# WHAT THE EXERCISE ASKS
Return the full material exactly.

-- BEGIN --

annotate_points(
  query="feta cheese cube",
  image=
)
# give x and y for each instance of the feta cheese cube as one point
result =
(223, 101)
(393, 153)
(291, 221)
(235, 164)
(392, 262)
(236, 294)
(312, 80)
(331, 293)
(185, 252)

-- END --

# RESPONSE TO THE EXERCISE
annotate_points(
  query="feta cheese cube",
  image=
)
# give x and y for each instance of the feta cheese cube as one point
result =
(223, 101)
(393, 153)
(291, 221)
(235, 164)
(392, 262)
(236, 294)
(312, 80)
(331, 293)
(185, 252)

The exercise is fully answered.